*TEXTO DE LEITURA*:
* * * *

A mal contada história do complô


Há sérias inconsistências no relato até agora feito pelos EUA sobre o terrorismo iraniano


O que mais chama a atenção na denúncia do governo norte-americano a respeito do complô iraniano para matar o embaixador saudita em Washington não são as lacunas evidentes e que os próprios norte-americanos teriam admitido a diplomatas brasileiros, conforme afirmações do chanceler Antonio Patriota a Cláudia Antunes, desta Folha.
Intriga mais ainda a maneira desenvolta com que um o usualmente cauteloso Barack Obama expressou a convicção de que o governo do Irã está, sim, envolvido.
Obama arrisca-se a ser desmoralizado, se se verificar amanhã ou depois que a denúncia é falsa ou inconsistente.
E há pelo menos um especialista que encontrou não uma mas várias inconsistências na história. Chama-se Kenneth Katzman e é funcionário do Congressional Research Service do Congresso dos Estados Unidos, um espetacular serviço de pesquisas capaz de produzir dossiês da melhor qualidade -e sem viés republicano ou democrata- sobre infinita variedade de assuntos.
Diz Katzman: "Há vários dimensões [na denúncia] que parecem não se adequar ao que é sabido a respeito da maneira como o Irã conduz ataques terroristas, a maneira como decidem sobre ataques terroristas e como os implementam".
A principal inconsistência é o suposto uso de um cartel mexicano de drogas para levar adiante o ataque. O especialista do CRS diz que o Irã nunca terceirizou atentados para grupos com os quais não tem familiaridade, menos ainda para grupos não-muçulmanos.
Katzman não discute a eventual pré-disposição do governo iraniano para praticar atos terroristas, inclusive em território norte-americano, até porque menciona um precedente: o assassinato, em 1980, de Ali Tabatabai, que havia sido assessor de imprensa da embaixada iraniana em Washington no tempo do xá.

* * * *

*EXERCÍCIO PROPOSTO 1*:
Reproduza o trecho do texto sobre o complô iraniano, começando em "A principal inconsistência" e seguindo até "tempo do xá.".
*EXERCÍCIO PROPOSTO 2*:
Segundo o texto sobre o complô iraniano, qual é a principal inconsistência apontada por Kenneth Katzman?
*EXERCÍCIO PROPOSTO 3*:
Retome o texto sobre o complô iraniano a partir do ponto em que ele termina.
As linhas posteriores a este texto constituem material independente.

*DADOS ARMAZENADOS*:

* * * *

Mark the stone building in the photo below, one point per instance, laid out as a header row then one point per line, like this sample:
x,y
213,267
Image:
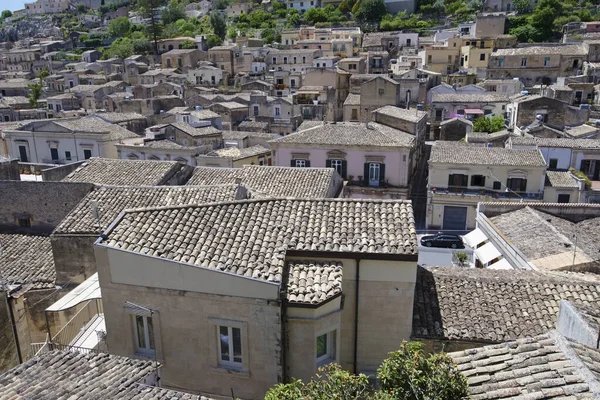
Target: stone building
x,y
249,323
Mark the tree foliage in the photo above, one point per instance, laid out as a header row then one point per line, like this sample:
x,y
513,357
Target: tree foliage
x,y
35,93
173,12
407,374
370,11
218,24
488,124
119,27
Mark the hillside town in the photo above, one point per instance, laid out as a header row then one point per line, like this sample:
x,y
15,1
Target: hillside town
x,y
357,199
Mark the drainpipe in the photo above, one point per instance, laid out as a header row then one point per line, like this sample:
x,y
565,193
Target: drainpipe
x,y
13,324
357,280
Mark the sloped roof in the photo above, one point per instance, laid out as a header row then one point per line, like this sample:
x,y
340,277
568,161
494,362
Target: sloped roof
x,y
105,171
349,134
540,367
491,305
64,375
259,233
461,154
273,181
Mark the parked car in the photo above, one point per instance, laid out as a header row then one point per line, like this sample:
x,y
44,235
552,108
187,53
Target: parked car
x,y
443,240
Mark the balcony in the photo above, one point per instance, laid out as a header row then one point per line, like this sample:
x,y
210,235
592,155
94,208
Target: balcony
x,y
85,330
486,194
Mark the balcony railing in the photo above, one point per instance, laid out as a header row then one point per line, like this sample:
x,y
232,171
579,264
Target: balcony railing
x,y
496,194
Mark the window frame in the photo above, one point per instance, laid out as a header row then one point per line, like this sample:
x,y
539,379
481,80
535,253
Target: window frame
x,y
148,350
231,363
331,342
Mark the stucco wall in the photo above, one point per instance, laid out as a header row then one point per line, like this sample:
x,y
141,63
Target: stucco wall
x,y
185,331
396,162
47,203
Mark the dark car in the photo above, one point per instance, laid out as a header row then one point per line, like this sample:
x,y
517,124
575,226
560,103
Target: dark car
x,y
443,240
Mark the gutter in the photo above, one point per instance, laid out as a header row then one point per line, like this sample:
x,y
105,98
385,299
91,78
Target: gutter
x,y
14,328
357,283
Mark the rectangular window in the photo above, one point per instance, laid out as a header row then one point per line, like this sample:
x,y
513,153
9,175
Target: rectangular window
x,y
478,180
143,328
326,348
459,181
230,346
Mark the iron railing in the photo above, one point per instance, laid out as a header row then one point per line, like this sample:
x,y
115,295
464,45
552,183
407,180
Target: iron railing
x,y
73,328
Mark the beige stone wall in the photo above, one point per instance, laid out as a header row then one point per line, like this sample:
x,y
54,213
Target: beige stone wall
x,y
186,334
386,293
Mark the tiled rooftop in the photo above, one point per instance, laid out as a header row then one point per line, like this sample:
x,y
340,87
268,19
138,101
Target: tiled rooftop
x,y
26,259
313,282
348,134
111,200
274,181
540,367
492,305
68,375
401,113
104,171
562,179
236,153
447,153
252,237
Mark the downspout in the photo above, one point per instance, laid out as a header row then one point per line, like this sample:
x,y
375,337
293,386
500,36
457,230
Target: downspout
x,y
357,284
14,328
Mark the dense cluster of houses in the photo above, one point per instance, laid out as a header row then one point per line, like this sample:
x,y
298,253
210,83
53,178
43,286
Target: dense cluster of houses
x,y
217,221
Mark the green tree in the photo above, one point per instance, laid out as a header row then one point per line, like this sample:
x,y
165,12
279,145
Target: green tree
x,y
331,382
221,4
173,12
122,48
522,6
5,14
488,124
370,11
188,44
409,374
35,94
218,24
213,40
119,27
149,9
293,17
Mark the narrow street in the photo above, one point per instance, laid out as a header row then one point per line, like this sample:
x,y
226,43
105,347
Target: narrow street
x,y
419,190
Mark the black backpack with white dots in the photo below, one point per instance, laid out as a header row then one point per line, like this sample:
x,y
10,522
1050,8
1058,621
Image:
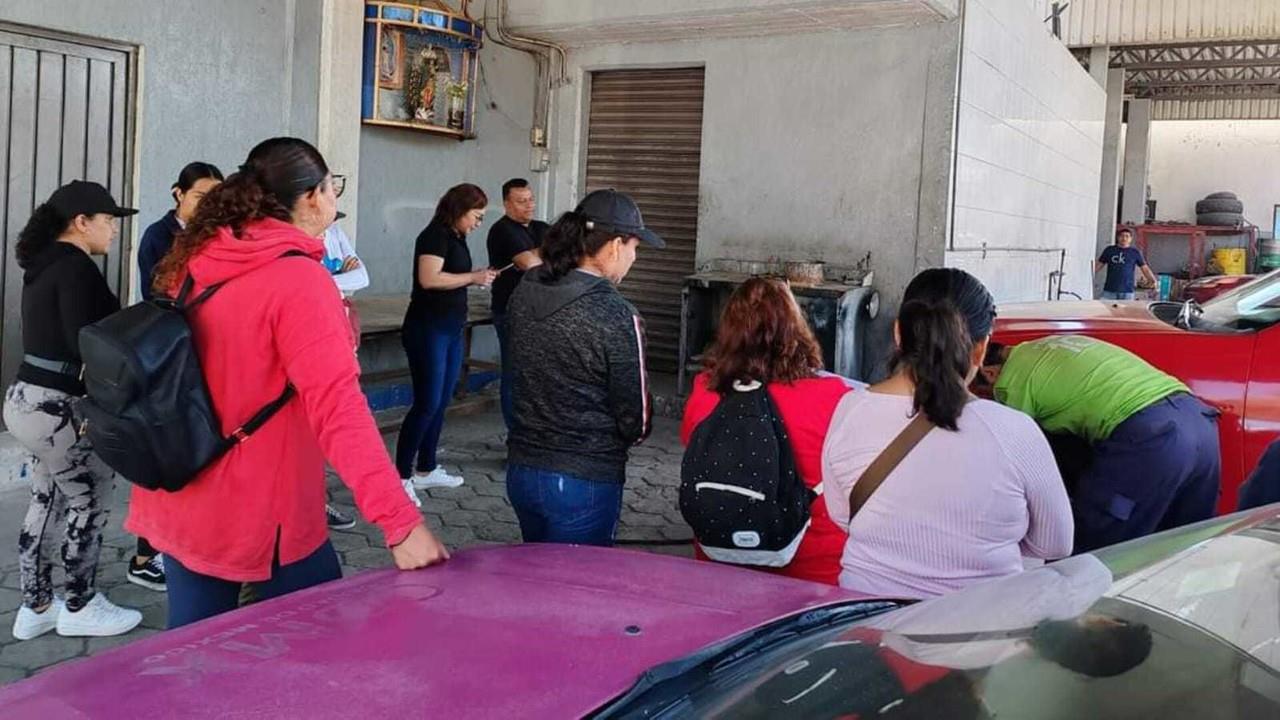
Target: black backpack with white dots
x,y
739,487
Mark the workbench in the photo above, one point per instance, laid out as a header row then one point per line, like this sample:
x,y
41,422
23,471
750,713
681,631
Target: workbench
x,y
1196,237
384,314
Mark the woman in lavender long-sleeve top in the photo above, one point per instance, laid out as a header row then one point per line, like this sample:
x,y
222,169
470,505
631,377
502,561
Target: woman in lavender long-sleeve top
x,y
977,495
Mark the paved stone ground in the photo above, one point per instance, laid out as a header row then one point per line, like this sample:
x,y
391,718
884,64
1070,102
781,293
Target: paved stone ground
x,y
475,514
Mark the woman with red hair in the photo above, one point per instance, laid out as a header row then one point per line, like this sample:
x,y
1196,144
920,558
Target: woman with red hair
x,y
763,337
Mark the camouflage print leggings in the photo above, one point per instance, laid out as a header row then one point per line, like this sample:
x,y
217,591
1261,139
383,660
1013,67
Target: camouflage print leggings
x,y
65,477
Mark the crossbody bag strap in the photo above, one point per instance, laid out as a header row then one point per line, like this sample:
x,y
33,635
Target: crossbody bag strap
x,y
887,461
241,433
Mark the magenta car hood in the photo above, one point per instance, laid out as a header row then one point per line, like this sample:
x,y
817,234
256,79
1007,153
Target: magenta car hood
x,y
504,632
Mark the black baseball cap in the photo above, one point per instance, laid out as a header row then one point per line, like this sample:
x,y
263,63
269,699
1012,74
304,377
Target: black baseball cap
x,y
83,197
617,213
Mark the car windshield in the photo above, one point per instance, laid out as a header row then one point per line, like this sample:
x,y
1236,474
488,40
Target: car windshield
x,y
1185,624
1252,305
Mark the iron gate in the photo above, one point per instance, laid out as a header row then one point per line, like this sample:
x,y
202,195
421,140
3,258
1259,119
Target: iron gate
x,y
65,113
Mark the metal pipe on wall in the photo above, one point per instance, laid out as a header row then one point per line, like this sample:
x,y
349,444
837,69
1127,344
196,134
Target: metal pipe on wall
x,y
544,58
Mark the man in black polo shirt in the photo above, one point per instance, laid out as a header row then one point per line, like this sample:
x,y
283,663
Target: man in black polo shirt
x,y
513,245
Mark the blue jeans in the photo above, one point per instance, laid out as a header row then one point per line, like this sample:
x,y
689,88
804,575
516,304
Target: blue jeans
x,y
1109,295
193,597
434,360
557,507
1159,469
499,326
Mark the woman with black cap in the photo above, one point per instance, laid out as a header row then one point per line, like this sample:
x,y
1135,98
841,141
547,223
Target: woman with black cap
x,y
256,514
63,291
580,388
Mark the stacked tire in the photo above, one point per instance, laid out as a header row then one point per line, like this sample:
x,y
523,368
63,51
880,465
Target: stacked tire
x,y
1220,209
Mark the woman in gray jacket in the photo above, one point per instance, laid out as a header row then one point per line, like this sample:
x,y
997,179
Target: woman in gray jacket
x,y
580,390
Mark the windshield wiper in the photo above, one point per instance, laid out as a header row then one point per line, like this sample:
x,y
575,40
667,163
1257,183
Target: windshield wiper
x,y
667,684
1184,315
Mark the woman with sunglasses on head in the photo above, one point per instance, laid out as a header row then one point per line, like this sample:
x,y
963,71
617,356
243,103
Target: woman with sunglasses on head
x,y
256,515
63,291
433,331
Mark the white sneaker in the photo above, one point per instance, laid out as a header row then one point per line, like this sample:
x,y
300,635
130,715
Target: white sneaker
x,y
437,478
408,491
99,619
30,624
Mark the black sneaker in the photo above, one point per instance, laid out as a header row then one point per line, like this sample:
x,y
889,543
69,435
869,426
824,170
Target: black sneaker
x,y
150,574
337,520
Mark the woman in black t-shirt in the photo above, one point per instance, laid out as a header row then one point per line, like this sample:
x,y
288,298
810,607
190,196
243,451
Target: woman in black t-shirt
x,y
433,331
63,291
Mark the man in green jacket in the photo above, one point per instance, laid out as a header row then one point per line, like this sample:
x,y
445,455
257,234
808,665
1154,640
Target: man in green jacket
x,y
1156,460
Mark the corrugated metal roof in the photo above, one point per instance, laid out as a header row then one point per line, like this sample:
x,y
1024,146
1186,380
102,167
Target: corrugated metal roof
x,y
589,23
1217,110
1136,22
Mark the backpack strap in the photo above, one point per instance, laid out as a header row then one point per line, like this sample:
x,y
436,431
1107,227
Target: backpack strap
x,y
887,461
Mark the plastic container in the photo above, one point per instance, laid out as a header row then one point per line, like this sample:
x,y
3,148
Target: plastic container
x,y
1230,260
1269,254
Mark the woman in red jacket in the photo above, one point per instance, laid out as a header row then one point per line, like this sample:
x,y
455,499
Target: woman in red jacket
x,y
256,515
763,337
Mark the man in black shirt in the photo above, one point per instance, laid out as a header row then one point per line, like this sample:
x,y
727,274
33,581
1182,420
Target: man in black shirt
x,y
513,246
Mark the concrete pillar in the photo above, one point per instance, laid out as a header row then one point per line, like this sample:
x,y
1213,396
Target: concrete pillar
x,y
1110,182
1137,162
338,117
1100,62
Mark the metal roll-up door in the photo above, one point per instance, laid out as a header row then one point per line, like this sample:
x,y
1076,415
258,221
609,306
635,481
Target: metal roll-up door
x,y
644,139
67,114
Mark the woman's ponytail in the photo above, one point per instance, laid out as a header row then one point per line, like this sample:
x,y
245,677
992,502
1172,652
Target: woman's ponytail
x,y
42,228
945,314
936,350
570,241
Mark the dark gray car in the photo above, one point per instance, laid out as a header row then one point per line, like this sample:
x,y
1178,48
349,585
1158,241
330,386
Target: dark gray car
x,y
1179,624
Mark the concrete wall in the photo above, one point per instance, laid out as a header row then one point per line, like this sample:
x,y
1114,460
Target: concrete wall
x,y
814,147
216,77
1028,155
1193,159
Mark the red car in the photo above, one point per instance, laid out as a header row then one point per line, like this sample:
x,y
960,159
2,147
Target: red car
x,y
1228,351
1207,288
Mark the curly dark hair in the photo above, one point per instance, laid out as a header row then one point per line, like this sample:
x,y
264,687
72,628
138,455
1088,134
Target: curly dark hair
x,y
457,201
273,177
41,229
762,337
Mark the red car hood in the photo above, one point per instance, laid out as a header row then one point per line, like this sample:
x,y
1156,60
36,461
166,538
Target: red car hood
x,y
510,632
1054,318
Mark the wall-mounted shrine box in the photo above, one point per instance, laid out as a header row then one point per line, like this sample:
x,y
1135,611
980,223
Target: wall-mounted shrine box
x,y
420,68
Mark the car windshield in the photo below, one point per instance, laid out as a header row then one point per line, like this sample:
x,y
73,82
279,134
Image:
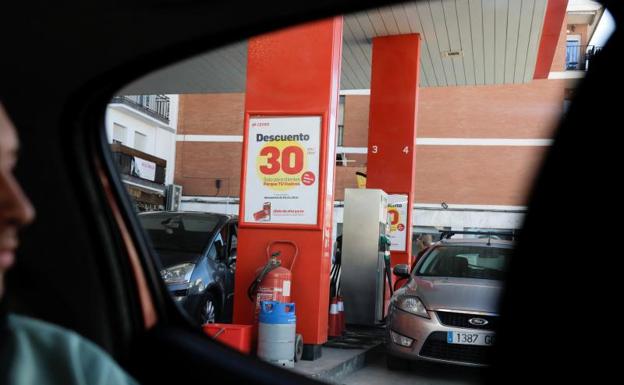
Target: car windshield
x,y
481,262
178,232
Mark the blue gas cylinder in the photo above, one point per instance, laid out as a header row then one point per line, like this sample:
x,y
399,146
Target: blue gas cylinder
x,y
277,333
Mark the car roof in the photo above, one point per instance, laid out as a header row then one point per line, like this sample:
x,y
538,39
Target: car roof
x,y
192,213
477,242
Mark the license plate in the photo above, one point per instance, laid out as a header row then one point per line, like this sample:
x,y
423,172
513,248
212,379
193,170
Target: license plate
x,y
463,338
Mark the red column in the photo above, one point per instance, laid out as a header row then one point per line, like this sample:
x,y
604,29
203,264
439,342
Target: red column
x,y
291,73
392,124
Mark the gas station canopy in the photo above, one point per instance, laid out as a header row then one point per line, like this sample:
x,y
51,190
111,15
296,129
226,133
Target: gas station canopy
x,y
465,42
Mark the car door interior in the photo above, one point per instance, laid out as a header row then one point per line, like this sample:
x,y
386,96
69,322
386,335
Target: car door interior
x,y
63,64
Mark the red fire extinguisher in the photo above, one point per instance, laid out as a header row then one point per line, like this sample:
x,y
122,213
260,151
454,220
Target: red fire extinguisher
x,y
273,282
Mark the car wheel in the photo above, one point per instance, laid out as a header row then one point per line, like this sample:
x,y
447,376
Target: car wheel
x,y
396,363
209,310
298,347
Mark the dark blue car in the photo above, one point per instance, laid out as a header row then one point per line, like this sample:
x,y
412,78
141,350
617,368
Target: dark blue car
x,y
197,253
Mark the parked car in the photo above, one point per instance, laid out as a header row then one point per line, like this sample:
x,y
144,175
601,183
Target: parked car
x,y
197,252
447,311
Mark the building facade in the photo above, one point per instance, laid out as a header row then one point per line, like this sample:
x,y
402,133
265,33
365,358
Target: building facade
x,y
478,146
142,132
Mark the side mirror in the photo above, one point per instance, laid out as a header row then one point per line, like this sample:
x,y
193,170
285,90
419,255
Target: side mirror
x,y
401,270
232,258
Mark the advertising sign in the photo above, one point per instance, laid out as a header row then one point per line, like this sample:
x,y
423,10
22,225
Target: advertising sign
x,y
397,213
282,170
143,168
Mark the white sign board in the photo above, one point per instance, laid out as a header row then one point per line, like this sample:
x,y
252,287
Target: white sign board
x,y
397,215
282,170
143,169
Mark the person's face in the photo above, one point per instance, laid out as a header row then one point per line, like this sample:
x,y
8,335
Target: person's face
x,y
15,209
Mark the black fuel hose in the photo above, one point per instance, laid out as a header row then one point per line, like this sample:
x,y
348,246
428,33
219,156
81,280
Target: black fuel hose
x,y
253,288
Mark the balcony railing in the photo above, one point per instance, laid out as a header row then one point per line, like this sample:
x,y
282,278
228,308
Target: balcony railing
x,y
579,57
156,106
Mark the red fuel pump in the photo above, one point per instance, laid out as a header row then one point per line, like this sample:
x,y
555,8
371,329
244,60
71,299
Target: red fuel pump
x,y
273,282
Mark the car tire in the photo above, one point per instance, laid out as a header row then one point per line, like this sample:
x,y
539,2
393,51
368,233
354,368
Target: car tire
x,y
209,309
298,347
396,363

* * * *

*RESPOSTA 1*:
A principal inconsistência é o suposto uso de um cartel mexicano de drogas para levar adiante o ataque. O especialista do CRS diz que o Irã nunca terceirizou atentados para grupos com os quais não tem familiaridade, menos ainda para grupos não-muçulmanos.
Katzman não discute a eventual pré-disposição do governo iraniano para praticar atos terroristas, inclusive em território norte-americano, até porque menciona um precedente: o assassinato, em 1980, de Ali Tabatabai, que havia sido assessor de imprensa da embaixada iraniana em Washington no tempo do xá.

*RESPOSTA 2*:
O suposto uso de um cartel mexicano de drogas para levar adiante o ataque.

*RESPOSTA 3*:
O que ele contesta, com argumentos que parecem sólidos, é que a história que sendo contada, da forma como está sendo contada, demonstre que o plano de matar o embaixador saudita tenha sido concebido e aprovado pelas mais altas instâncias do regime iraniano.
Esse é o ponto crucial. Uma coisa é um governo planejar um atentado e outra, grave, mas menos grave, é instâncias inferiores, em especial dos serviços de segurança, armarem um complô do gênero. Obama está dizendo que sim, que o complô vem de cima, o que, se verdadeiro, daria razão para isolar ainda mais o regime dos aiatolás.
Katzman e outros especialistas supõem, no entanto, que a ideia possa ter sido trabalhada em algum escaninho da complexa estrutura de poder do Irã, sem chegar às esferas mais altas.
A única coisa lógica na história, sempre segundo o especialista, é o suposto alvo, o embaixador saudita. "Há claramente uma competição estratégica ou pior entre os dois países, de forma que o Irã tratar de ferir os sauditas é algo que faz sentido", diz.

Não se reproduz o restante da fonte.